THE TASK: Below are lines of data, and only some are wanted. Please repeat exactly those from the line that has "Target: doorway" through the line that has "fabric using the picture above.".
=-=-=-=-=
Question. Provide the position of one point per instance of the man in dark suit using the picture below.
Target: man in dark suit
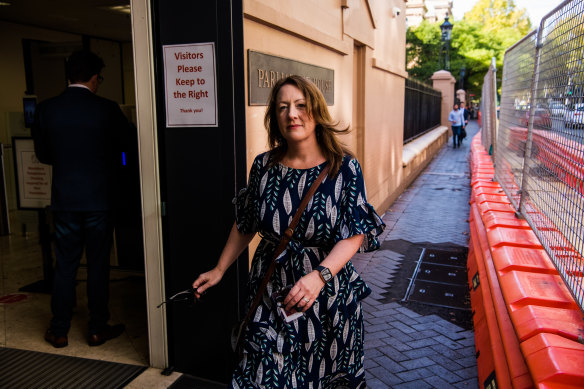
(82, 136)
(465, 114)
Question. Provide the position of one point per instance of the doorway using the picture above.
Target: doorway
(37, 37)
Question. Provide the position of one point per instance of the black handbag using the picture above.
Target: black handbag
(238, 330)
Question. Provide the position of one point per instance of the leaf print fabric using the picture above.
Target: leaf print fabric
(324, 348)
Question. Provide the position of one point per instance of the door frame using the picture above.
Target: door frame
(149, 180)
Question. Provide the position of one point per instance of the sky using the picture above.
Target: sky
(536, 9)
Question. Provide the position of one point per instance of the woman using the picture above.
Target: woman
(324, 347)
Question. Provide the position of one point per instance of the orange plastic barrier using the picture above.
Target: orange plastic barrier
(528, 328)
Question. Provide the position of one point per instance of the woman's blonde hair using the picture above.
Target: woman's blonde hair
(326, 129)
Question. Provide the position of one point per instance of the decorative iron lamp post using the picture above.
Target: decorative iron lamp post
(446, 29)
(462, 74)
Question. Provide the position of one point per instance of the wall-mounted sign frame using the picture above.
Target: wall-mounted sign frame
(33, 178)
(265, 70)
(190, 85)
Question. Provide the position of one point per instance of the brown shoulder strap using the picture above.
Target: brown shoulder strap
(285, 240)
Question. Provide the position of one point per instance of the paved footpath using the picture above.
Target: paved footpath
(403, 348)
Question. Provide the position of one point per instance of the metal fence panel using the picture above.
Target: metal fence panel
(518, 66)
(421, 109)
(540, 144)
(489, 108)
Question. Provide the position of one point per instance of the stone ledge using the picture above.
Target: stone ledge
(419, 145)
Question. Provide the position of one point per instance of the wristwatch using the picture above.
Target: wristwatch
(325, 273)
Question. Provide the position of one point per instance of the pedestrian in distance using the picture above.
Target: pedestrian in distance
(456, 120)
(82, 136)
(465, 116)
(308, 328)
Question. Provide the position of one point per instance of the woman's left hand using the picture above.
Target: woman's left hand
(304, 292)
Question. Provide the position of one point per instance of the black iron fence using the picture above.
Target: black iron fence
(422, 109)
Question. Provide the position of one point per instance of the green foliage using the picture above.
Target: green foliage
(486, 31)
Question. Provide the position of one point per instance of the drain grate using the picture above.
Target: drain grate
(440, 279)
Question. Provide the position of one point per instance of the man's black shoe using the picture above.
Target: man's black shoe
(55, 340)
(109, 333)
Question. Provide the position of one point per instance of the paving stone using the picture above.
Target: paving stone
(401, 336)
(384, 312)
(406, 329)
(379, 327)
(373, 343)
(467, 373)
(420, 352)
(376, 383)
(389, 364)
(424, 342)
(408, 385)
(408, 313)
(417, 363)
(385, 376)
(445, 362)
(372, 353)
(467, 384)
(393, 354)
(370, 363)
(448, 342)
(376, 335)
(396, 343)
(448, 352)
(444, 373)
(438, 383)
(379, 320)
(467, 362)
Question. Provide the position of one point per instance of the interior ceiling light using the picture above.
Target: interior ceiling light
(123, 9)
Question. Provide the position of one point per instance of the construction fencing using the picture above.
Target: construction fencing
(539, 148)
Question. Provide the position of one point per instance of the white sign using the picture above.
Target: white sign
(34, 178)
(190, 82)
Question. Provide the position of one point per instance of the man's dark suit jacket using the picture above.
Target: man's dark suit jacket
(82, 136)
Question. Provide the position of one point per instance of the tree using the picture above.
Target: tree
(486, 31)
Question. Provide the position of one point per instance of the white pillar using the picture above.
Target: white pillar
(444, 82)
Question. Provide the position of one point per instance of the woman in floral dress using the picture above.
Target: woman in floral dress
(323, 348)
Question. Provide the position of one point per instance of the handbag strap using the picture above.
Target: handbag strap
(284, 242)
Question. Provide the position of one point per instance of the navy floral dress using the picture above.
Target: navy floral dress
(324, 347)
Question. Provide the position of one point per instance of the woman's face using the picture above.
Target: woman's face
(293, 120)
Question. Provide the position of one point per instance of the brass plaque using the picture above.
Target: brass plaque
(265, 70)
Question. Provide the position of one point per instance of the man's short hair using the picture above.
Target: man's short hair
(82, 65)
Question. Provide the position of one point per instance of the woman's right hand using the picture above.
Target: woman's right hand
(207, 280)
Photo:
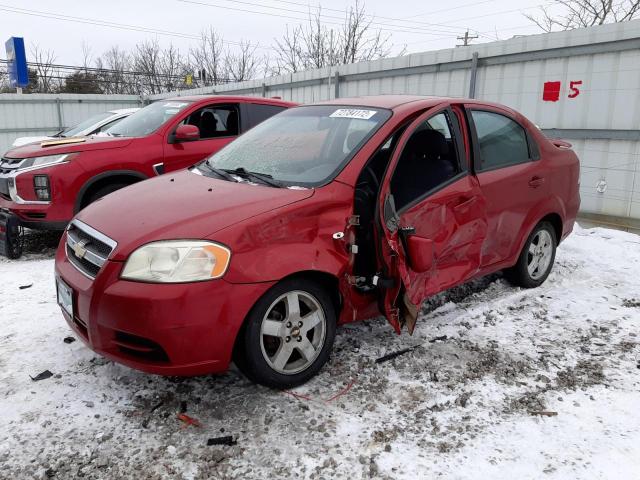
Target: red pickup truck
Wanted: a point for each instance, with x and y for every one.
(43, 185)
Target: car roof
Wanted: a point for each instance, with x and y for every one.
(231, 98)
(122, 111)
(394, 102)
(384, 101)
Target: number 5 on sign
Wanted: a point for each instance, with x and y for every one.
(551, 90)
(573, 86)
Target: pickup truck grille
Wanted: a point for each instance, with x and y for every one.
(87, 249)
(7, 167)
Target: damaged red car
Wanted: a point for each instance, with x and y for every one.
(321, 215)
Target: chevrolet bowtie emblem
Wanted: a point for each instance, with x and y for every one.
(79, 248)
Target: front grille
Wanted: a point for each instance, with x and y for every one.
(10, 165)
(87, 249)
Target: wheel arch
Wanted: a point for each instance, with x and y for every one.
(98, 181)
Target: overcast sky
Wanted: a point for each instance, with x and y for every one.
(420, 25)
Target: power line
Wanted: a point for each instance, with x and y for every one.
(466, 39)
(96, 70)
(346, 12)
(105, 23)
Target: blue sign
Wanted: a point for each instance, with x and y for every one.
(17, 62)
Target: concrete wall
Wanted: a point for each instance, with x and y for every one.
(601, 118)
(45, 114)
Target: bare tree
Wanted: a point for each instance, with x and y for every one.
(315, 46)
(290, 52)
(357, 44)
(242, 64)
(209, 56)
(87, 57)
(44, 59)
(570, 14)
(115, 64)
(146, 63)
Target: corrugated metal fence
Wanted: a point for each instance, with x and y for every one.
(44, 114)
(582, 85)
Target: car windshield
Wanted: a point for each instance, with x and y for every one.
(82, 126)
(303, 146)
(147, 120)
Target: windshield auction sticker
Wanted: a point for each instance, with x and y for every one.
(353, 113)
(175, 104)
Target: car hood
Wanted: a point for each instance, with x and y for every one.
(183, 205)
(58, 146)
(19, 142)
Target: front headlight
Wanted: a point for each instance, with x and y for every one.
(177, 261)
(46, 160)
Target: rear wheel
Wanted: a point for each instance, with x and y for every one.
(288, 335)
(103, 191)
(536, 259)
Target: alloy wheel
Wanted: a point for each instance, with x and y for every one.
(540, 254)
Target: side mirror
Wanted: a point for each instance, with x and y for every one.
(420, 252)
(186, 133)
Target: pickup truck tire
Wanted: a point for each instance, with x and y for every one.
(288, 335)
(536, 259)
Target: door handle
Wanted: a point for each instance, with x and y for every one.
(464, 204)
(536, 181)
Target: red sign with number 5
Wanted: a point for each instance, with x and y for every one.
(573, 86)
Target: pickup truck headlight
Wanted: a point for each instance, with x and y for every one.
(177, 261)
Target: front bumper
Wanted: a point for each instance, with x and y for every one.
(39, 216)
(167, 329)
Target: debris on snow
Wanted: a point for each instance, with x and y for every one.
(227, 440)
(42, 376)
(391, 356)
(188, 421)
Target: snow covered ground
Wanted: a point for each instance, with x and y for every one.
(468, 403)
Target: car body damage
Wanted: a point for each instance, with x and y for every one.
(322, 215)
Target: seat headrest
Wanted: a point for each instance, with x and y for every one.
(354, 138)
(430, 142)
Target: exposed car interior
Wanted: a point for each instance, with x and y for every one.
(218, 121)
(429, 159)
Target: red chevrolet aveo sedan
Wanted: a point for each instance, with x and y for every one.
(322, 215)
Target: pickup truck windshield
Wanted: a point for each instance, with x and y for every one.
(305, 146)
(147, 120)
(82, 126)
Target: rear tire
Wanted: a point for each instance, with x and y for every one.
(288, 335)
(536, 259)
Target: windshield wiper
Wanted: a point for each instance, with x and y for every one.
(261, 177)
(218, 171)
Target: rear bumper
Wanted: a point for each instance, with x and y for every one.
(43, 216)
(167, 329)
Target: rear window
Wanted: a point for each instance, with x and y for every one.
(502, 141)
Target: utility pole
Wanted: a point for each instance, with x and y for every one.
(466, 39)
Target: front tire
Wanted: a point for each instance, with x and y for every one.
(288, 335)
(536, 259)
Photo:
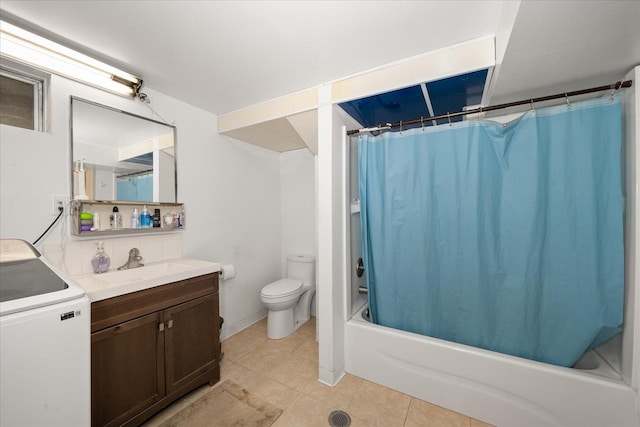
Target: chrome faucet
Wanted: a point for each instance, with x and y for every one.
(133, 261)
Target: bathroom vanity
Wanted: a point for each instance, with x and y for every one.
(150, 344)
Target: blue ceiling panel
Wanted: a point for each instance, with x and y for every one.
(143, 159)
(446, 96)
(450, 95)
(391, 107)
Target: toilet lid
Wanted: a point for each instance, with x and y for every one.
(282, 288)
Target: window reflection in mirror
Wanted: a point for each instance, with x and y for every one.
(125, 157)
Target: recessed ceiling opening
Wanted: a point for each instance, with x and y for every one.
(443, 96)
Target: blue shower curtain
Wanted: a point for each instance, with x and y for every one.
(506, 237)
(135, 188)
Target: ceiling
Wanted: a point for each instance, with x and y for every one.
(222, 56)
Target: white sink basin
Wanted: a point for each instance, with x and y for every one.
(119, 282)
(141, 273)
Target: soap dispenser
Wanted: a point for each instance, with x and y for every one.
(101, 260)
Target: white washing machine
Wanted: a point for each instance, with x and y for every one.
(45, 342)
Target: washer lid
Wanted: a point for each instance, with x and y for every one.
(282, 288)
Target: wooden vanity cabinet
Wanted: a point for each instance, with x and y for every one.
(151, 347)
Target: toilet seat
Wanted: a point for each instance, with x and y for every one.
(282, 288)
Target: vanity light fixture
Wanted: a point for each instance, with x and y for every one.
(28, 48)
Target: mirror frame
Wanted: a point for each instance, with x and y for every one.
(117, 110)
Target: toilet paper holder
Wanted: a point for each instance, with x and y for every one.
(227, 272)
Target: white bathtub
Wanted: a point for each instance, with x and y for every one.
(496, 388)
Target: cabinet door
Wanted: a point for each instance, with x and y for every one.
(127, 369)
(192, 340)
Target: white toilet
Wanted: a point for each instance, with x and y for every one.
(289, 300)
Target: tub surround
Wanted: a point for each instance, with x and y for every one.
(493, 387)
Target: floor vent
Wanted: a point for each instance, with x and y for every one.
(339, 419)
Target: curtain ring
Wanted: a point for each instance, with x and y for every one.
(614, 88)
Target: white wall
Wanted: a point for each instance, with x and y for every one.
(298, 200)
(298, 204)
(231, 191)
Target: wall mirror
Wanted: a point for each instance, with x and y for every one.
(124, 157)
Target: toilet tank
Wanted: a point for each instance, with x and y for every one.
(302, 267)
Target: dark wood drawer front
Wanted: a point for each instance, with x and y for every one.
(120, 309)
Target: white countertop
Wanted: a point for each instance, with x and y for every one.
(115, 283)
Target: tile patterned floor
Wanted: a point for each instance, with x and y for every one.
(284, 373)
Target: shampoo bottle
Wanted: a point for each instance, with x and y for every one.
(115, 220)
(101, 260)
(145, 218)
(135, 219)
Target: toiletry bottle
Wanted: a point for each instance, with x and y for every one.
(101, 260)
(156, 218)
(135, 219)
(86, 221)
(145, 218)
(115, 219)
(96, 221)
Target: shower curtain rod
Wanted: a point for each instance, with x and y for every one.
(613, 87)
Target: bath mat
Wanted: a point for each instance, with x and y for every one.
(226, 405)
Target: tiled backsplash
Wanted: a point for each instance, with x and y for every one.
(74, 257)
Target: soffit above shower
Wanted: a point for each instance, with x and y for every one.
(290, 122)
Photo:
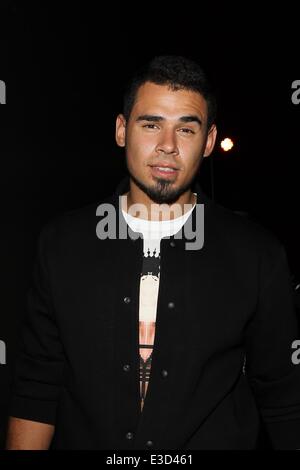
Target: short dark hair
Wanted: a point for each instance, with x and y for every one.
(178, 73)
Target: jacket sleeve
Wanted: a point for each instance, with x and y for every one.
(39, 365)
(273, 374)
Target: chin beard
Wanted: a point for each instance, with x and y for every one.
(162, 192)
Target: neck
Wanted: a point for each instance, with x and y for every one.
(138, 204)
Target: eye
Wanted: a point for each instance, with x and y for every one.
(150, 126)
(186, 130)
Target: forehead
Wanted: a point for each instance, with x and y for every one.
(162, 100)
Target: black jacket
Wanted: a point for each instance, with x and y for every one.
(224, 333)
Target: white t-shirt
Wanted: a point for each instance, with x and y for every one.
(153, 232)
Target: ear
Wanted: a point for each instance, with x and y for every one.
(210, 141)
(120, 130)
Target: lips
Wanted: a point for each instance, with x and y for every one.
(164, 170)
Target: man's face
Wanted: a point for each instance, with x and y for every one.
(165, 139)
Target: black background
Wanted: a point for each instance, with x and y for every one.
(65, 66)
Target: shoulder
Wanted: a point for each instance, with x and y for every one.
(73, 227)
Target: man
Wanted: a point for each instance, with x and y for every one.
(176, 335)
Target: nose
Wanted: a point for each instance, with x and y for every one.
(167, 143)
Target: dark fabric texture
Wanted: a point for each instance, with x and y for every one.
(222, 351)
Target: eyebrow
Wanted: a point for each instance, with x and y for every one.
(155, 118)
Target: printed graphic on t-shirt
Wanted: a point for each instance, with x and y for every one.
(152, 232)
(149, 285)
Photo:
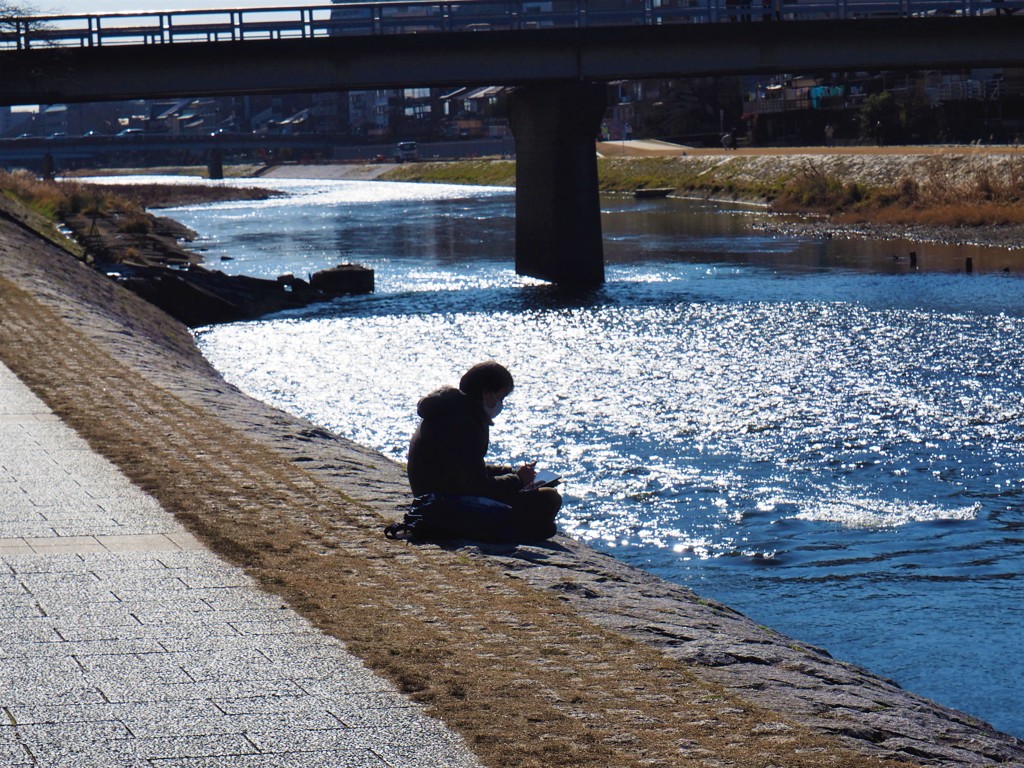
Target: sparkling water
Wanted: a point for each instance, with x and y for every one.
=-=-=-=-=
EXERCISE SOLUTION:
Target: doorway
(37, 37)
Question. Provide the position of one point per instance of the black handbag using the picture above.
Target: black handbag
(238, 330)
Question. Provide the position of one point per instance of the leaf print fabric using the picture above.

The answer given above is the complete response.